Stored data

------------

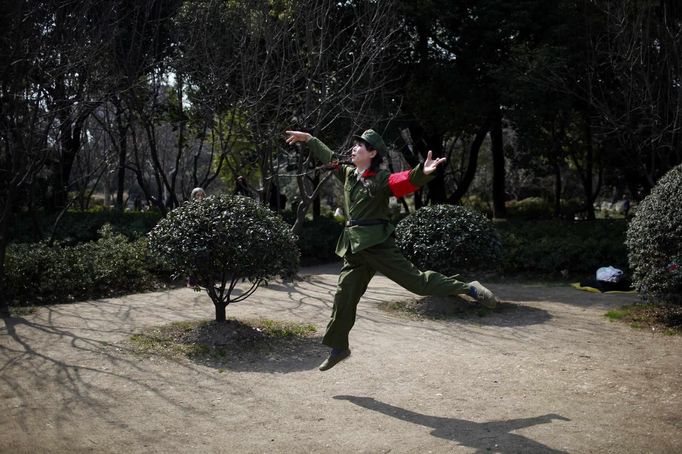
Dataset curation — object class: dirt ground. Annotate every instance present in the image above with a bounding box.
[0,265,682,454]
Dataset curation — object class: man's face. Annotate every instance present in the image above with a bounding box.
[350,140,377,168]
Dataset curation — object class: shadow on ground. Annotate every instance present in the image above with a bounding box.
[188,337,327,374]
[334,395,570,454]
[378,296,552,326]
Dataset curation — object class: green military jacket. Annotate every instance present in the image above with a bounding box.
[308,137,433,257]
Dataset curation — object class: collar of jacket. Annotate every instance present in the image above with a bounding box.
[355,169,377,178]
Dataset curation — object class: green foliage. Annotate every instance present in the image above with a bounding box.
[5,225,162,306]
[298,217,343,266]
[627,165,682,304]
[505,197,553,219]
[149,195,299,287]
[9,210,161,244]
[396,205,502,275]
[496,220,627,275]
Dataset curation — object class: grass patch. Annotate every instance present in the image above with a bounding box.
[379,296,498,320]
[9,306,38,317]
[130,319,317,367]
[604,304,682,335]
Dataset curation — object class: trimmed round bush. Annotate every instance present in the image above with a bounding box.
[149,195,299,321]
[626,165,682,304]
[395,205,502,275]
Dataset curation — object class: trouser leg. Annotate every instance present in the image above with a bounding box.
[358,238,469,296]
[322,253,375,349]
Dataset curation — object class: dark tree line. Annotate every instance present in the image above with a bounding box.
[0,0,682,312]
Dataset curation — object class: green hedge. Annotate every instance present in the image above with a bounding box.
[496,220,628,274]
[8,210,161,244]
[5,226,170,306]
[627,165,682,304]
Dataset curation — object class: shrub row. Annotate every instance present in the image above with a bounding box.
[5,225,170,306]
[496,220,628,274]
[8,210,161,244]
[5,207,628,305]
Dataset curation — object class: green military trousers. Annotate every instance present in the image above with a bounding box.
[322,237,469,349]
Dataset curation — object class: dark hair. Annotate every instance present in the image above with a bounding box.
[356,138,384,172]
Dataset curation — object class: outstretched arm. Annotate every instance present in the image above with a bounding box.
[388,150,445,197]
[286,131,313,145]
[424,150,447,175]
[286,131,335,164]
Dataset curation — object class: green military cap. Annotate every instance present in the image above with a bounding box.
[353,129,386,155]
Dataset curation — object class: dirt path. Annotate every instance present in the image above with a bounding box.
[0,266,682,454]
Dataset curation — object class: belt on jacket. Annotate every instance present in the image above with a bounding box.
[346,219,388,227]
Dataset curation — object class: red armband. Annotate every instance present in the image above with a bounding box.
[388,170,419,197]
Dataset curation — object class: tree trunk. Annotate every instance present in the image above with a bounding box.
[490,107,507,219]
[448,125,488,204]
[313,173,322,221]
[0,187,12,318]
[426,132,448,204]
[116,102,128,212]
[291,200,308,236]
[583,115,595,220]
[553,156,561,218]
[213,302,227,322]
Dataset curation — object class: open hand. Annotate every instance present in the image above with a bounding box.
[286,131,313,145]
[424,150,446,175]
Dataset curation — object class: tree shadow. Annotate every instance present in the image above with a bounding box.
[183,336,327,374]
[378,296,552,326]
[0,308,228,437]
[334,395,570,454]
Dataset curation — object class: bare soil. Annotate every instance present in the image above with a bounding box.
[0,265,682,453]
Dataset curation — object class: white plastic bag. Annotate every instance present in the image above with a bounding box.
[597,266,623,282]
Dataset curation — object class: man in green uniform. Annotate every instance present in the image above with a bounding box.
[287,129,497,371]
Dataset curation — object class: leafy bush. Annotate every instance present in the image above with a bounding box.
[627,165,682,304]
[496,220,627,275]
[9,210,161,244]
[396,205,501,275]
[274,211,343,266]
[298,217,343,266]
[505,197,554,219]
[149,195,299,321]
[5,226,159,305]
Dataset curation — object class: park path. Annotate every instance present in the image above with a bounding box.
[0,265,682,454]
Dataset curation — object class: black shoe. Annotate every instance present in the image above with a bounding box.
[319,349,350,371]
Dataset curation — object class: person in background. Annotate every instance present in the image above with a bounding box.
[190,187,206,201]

------------

Goal of the exercise:
Format the listing lines, beginning with the line that contains "Dataset curation — object class: green foliage." and ending with the line that contains "[356,138,384,172]", as a Markdown table with the columns Number and Line. Leave out any blank lines.

The output:
| Number | Line |
|---|---|
| 1 | Dataset curation — object class: green foliage. Annotate every instance present in the image above with a bounding box. |
| 2 | [5,225,162,306] |
| 3 | [298,217,343,266] |
| 4 | [627,165,682,304] |
| 5 | [505,197,553,219] |
| 6 | [149,195,299,287] |
| 7 | [9,210,161,244] |
| 8 | [396,205,502,275] |
| 9 | [496,220,627,275] |
| 10 | Dataset curation — object class: grass patch. Annotate every instance present in the image above with a bounding box. |
| 11 | [379,296,498,320] |
| 12 | [9,306,38,317] |
| 13 | [130,319,317,367] |
| 14 | [604,304,682,335] |
| 15 | Dataset curation — object class: trimmed round bush. Annotate every instance present in the image above with a bounding box. |
| 16 | [149,195,299,321] |
| 17 | [626,165,682,304] |
| 18 | [395,205,502,275] |
| 19 | Dataset curation — object class: trouser leg. Annotate every instance present in the image above with a bounding box. |
| 20 | [358,238,469,296] |
| 21 | [322,253,375,349] |
| 22 | Dataset curation — object class: dark tree line. Annotate every instance present in the image above with a bounding box. |
| 23 | [0,0,682,312] |
| 24 | Dataset curation — object class: green hedge. Annotate every instance present in the image above with a bounding box. |
| 25 | [496,220,628,274] |
| 26 | [8,210,161,244] |
| 27 | [5,226,170,306] |
| 28 | [627,165,682,304] |
| 29 | Dataset curation — object class: shrub row. Annotate every instance present in the image above with a bounding box. |
| 30 | [5,225,170,306] |
| 31 | [496,220,628,274] |
| 32 | [8,210,161,244] |
| 33 | [5,207,628,305] |
| 34 | Dataset curation — object class: green military trousers. Annotate every instance present in the image above with a bounding box. |
| 35 | [322,237,469,349] |
| 36 | Dataset curation — object class: dark hair. Annotate every instance present in the image above with a bounding box. |
| 37 | [356,138,384,172] |